◆ Exercise aim
Retype all of the data without changing a single word.

##### Records to process #####

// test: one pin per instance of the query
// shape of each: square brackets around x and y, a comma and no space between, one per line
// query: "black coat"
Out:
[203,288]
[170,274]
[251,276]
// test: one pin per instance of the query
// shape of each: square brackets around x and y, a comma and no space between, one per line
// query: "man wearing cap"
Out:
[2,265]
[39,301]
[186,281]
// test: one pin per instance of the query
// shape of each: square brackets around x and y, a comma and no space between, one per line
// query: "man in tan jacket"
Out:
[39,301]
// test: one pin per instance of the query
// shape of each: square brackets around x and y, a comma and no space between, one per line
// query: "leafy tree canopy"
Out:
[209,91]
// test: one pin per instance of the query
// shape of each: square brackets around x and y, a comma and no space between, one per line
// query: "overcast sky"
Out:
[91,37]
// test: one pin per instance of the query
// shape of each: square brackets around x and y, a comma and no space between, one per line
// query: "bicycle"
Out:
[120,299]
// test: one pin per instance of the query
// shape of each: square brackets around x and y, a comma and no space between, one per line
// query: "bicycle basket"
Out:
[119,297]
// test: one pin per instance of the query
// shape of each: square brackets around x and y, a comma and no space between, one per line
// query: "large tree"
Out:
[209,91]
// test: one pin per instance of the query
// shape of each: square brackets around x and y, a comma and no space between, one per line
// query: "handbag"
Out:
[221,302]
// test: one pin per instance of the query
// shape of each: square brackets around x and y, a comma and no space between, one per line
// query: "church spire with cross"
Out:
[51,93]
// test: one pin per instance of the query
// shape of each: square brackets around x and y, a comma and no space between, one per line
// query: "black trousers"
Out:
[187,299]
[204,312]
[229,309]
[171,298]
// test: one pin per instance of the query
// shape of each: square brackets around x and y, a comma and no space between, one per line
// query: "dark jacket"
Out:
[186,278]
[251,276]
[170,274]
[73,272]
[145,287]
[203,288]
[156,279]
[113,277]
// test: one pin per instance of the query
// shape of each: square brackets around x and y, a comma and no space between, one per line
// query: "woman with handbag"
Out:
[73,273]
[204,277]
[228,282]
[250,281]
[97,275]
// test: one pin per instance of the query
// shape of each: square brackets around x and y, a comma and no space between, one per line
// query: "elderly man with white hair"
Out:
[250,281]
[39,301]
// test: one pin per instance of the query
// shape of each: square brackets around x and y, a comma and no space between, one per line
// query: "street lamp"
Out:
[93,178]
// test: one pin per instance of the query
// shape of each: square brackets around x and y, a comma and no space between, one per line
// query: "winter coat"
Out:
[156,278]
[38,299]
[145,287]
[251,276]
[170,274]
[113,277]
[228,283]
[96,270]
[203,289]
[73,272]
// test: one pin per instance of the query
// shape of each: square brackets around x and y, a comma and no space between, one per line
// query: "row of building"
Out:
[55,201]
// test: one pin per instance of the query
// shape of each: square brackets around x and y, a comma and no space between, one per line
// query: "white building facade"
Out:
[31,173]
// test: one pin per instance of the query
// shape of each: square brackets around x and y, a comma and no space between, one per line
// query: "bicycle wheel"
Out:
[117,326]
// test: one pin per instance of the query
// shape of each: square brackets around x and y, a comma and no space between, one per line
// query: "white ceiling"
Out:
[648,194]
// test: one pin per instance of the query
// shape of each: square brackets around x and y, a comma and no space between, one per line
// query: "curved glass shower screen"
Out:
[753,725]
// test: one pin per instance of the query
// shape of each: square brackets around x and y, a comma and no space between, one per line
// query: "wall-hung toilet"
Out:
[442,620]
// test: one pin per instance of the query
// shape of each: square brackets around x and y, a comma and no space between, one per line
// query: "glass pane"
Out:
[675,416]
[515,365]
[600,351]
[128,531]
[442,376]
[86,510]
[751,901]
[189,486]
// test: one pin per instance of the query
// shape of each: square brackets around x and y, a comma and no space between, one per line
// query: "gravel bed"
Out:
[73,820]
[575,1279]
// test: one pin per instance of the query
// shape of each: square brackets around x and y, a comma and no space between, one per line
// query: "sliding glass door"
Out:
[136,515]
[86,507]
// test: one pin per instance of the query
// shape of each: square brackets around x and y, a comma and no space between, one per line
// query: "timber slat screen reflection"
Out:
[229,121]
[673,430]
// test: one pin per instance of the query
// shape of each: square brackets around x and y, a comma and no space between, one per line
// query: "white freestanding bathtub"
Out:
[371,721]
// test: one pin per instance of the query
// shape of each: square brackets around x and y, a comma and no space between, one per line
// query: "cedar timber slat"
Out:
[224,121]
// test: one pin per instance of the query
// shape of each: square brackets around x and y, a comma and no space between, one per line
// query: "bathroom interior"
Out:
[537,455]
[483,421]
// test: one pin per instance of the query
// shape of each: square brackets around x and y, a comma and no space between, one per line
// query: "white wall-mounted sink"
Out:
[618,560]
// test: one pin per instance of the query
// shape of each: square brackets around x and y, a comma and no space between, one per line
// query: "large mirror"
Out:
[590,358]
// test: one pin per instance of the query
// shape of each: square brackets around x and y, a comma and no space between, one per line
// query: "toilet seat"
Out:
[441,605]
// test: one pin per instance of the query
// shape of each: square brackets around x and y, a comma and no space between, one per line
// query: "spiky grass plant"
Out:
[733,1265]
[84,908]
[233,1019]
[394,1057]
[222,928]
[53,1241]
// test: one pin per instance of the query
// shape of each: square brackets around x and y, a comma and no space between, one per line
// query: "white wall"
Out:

#####

◆ Response to this exercise
// test: one pin per instance of the query
// shape of each: square brackets around x and y, a comma and no space between, one per line
// query: "black coat"
Out:
[203,288]
[170,274]
[251,276]
// test: one pin per instance of the query
// shape of each: square brackets around x and y, a comma and no space between, one per line
// query: "man wearing cap"
Out:
[2,265]
[39,301]
[186,281]
// test: one pin per instance of the query
// shape of each: square brackets around x and y, a comma and no space between, one per line
// query: "man in tan jacket"
Out:
[39,301]
// test: one pin per instance of the query
// shape of each: square brackets around x and y, a comma and no space between, one per line
// query: "leafy tree canopy"
Out:
[209,91]
// test: one pin per instance of the query
// shape of each: square brackets around x and y, a comma and no space between, one per line
// query: "overcast sky"
Out:
[91,37]
// test: one pin per instance of the query
// shape of each: square brackets around x and y, a comma and no space between, one per line
// query: "bicycle"
Out:
[120,299]
// test: one pin per instance of the query
// shape of each: square brackets around x and y, a comma and no space between, one per line
// query: "bicycle basket"
Out:
[119,297]
// test: one pin per instance of the query
// shape of each: square brackets around x and y, a comma and no space between, one per line
// query: "large tree"
Out:
[209,91]
// test: one pin per instance of the query
// shape of each: square brackets around x and y, a comma and no space between, one per line
// query: "handbag"
Out:
[221,302]
// test: one pin per instance of the query
// shape of each: square brackets around x and y, a comma and no space between, one per line
// query: "church spire with cross"
Out:
[51,93]
// test: one pin per instance of the query
// shape of each: square brackets around x and y, a comma and no space between, one per line
// query: "black trousers"
Out:
[187,299]
[204,312]
[229,309]
[171,298]
// test: one pin per instance of the query
// shape of each: square brackets around x and y, a comma and no space between, one per line
// query: "dark jacket"
Out:
[186,278]
[251,276]
[170,274]
[73,272]
[145,287]
[203,288]
[156,279]
[113,277]
// test: one pin per instance of the query
// shape of each: square brackets around x and y, a comma and no space between, one per line
// query: "woman with handbag"
Out:
[73,273]
[204,277]
[228,282]
[250,281]
[97,275]
// test: one pin per instance of the query
// shape of each: square brackets around x and y, a comma and no space between, one per line
// query: "elderly man with white hair"
Out:
[250,281]
[39,301]
// test: one pin per instance of the query
// shape of each: square brackets around x and y, a comma and no space between, one per line
// query: "street lamp"
Out:
[93,178]
// test: one pin per instance of the query
// shape of each: square brackets around x and y, a comma and no space between, one per line
// query: "winter coat"
Out:
[156,278]
[38,299]
[145,287]
[251,276]
[170,274]
[113,277]
[228,283]
[96,270]
[203,289]
[73,272]
// test: one pin per instance of the query
// shape of each: square brackets around x and y, a comma and no space between, one per line
// query: "row of building"
Out:
[55,201]
// test: one pin per instance of the query
// shape of each: square brackets around x and y, a comma and no space between, one per line
// query: "white building facade"
Out:
[31,173]
// test: one pin per instance of the query
// shape of each: square brackets around x and y, a comma and no space between, one per line
// query: "bicycle wheel"
Out:
[117,326]
// test: one pin per instance of the query
// shape of each: square brackets around x and y, a comma and no space between, one per line
// query: "white ceiling"
Out:
[648,194]
// test: one pin per instance of the query
// shape of each: square brackets around x and y, a comma and no space between, one per line
// query: "curved glass shower screen"
Out:
[753,725]
// test: one pin per instance of the query
// shape of each: square brackets around x and y, a comma and no space between, one per line
// query: "wall-hung toilet"
Out:
[442,620]
// test: one pin per instance of the query
// shape of each: square brackets around x and y, a comma and no space between, one per line
// query: "glass pane"
Out:
[675,416]
[515,365]
[600,351]
[128,531]
[442,376]
[86,510]
[751,901]
[189,486]
// test: one pin per instance of the query
// shape of each: square brackets around x and y, a comma and no space between, one per line
// query: "gravel bed"
Out:
[73,820]
[575,1279]
// test: one pin per instance of the query
// shape of each: square brackets around x and y, a comma and no space between, one per line
// query: "sliding glass door"
Out:
[136,515]
[86,507]
// test: one pin per instance of the query
// shape of each: square brackets around x and y, a comma and no space between, one per line
// query: "timber slat screen reflection"
Out:
[229,121]
[673,430]
// test: one pin per instance of the query
// shape of each: square brackets around x and y, a comma and no space between, one per line
// query: "white freestanding bathtub"
Out:
[371,721]
// test: one pin per instance of the query
// shape of each: square brackets around x and y, a comma and no space between, one per line
// query: "cedar timber slat"
Out:
[224,121]
// test: one pin per instance of the query
// shape of each: square brackets around x and y, a comma and no space between, one per line
// query: "bathroom interior"
Out:
[537,455]
[483,421]
// test: one pin per instance of the query
// shape of each: square brackets around x and y, a comma and no space between, one per line
// query: "white wall-mounted sink"
Out:
[618,560]
// test: one pin per instance of the query
// shape of each: square brackets around x and y, a comma and no space between, one per line
// query: "large mirror"
Out:
[590,358]
// test: one pin per instance of the query
// shape of each: square brackets around x and y, a comma and no space between, one per line
// query: "toilet seat"
Out:
[441,605]
// test: one pin per instance of the query
// shape of each: square brackets around x and y, a comma and no space between, one per line
// query: "spiky grass plant"
Out:
[733,1265]
[84,908]
[233,1019]
[394,1057]
[222,928]
[53,1241]
// test: one pin per instance of the query
// shape of each: square brackets around x and y, a comma and no space between, one per line
// query: "white wall"
Out:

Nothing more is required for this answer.